---------- Vorliegender Text

Samstag, 30. Januar 2016

Ben Bauhaus "Killerverse"

Johannes „Johnny“ Thiebeck ist ehemaliger Polizist und hält sich nach einigen Verfehlungen und seinem Rausschmiss bei der Polizei mit Gelegenheitsjobs in der Sicherheitsbranche über Wasser, als eine junge Polizistin und Kollegin seiner ehemaligen Partnerin sich an ihn wendet. Sie bittet um Hilfe in einem Fall, in den ihre Schwester Marlene verwickelt zu sein scheint. Ein Freund von ihr wurde brutal umgebracht, seit dem scheint sie völlig verändert. Henni will wissen, was ihre Schwester mit dem Vorfall zu tun hat und beginnt gemeinsam mit Thiebeck auf eigene Faust zu ermitteln. 
Thiebeck ist keine Person, die einem als Leser sofort ans Herz wächst, er ist unkonventionell und wirkt auf den ersten Blick vielleicht auch etwas brutal, doch sein Herz hat er am rechten Fleck und er schlägt sich in seinem Leben gut durch. Bei den Ermittlungen um den Mord an einem Reisebürobesitzer zeigt sich schnell, dass er gar nicht der Einzelgänger und Egoist ist, als der er uns zunächst präsentiert wird. Er arbeitet gut mit Henni zusammen, hat kein Problem andere Personen zur Hilfe ins Team zu holen und als er wichtige Informationen zu dem Fall erhält, beginnt er mit der Polizei und seiner ehemaligen Partnerin dort zusammenzuarbeiten (obwohl er seinen Nachfolger im Team auf den Tod nicht ausstehen kann).

--------------------

- Aufgabenstellung A
Wie heißt laut der Buchbesprechung die Schwester der jungen Polizistin Henni?

---------- Ausgewählte Datensätze

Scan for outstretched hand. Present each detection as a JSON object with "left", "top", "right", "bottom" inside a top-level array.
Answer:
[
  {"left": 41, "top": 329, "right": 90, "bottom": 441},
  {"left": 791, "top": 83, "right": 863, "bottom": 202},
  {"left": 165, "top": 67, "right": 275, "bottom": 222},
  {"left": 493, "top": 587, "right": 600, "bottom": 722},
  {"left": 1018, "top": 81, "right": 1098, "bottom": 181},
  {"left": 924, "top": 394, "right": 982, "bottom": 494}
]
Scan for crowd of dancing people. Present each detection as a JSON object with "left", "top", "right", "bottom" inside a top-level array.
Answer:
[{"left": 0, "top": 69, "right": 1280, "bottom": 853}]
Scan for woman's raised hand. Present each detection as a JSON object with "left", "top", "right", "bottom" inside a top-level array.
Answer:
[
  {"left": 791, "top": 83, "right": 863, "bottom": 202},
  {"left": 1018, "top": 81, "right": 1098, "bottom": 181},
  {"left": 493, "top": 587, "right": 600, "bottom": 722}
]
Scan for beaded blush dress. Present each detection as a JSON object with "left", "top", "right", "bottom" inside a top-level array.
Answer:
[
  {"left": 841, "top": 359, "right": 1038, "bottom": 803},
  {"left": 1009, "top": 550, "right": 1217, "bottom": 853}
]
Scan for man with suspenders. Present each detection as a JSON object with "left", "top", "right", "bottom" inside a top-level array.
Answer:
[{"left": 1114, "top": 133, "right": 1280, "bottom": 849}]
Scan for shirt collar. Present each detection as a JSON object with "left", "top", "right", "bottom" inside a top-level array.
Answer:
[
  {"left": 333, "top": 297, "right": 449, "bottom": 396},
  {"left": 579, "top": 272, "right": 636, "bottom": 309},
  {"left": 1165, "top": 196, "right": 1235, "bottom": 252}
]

--------------------

- Aufgabenstellung B
Suchen Sie in den Datensätzen alle Zeilen heraus, die die Zeichenfolge „level“ enthalten, und schreiben Sie diese ab.

- Ergebnis A
Hennis Schwester heißt Marlene.

- Ergebnis B
Scan for outstretched hand. Present each detection as a JSON object with "left", "top", "right", "bottom" inside a top-level array.
Scan for crowd of dancing people. Present each detection as a JSON object with "left", "top", "right", "bottom" inside a top-level array.
Scan for woman's raised hand. Present each detection as a JSON object with "left", "top", "right", "bottom" inside a top-level array.
Scan for beaded blush dress. Present each detection as a JSON object with "left", "top", "right", "bottom" inside a top-level array.
Scan for man with suspenders. Present each detection as a JSON object with "left", "top", "right", "bottom" inside a top-level array.
Scan for shirt collar. Present each detection as a JSON object with "left", "top", "right", "bottom" inside a top-level array.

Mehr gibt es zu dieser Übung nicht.